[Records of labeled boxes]
....

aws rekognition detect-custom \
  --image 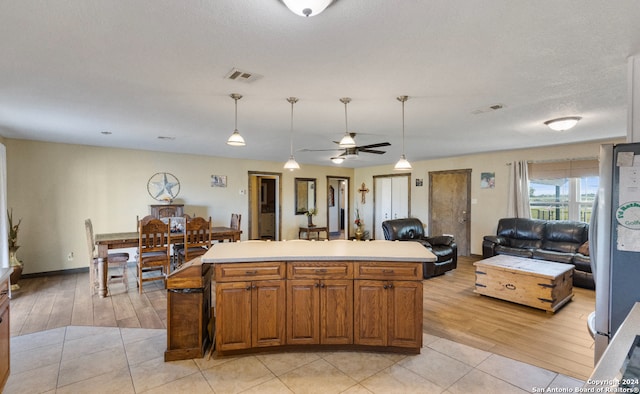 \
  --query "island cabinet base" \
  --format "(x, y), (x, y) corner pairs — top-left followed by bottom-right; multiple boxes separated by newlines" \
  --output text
(164, 258), (213, 361)
(214, 261), (423, 356)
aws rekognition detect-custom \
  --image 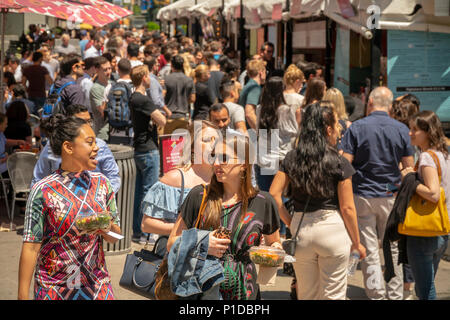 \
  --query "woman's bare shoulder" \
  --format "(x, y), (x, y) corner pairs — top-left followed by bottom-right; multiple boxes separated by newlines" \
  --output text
(159, 169), (184, 188)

....

Direction
From the data above, keep only the lines that contain the word "query", matching case exactly, and copy each of those lines in full.

Response below
  --query "island cabinet base" \
  --query "woman's bare shoulder" \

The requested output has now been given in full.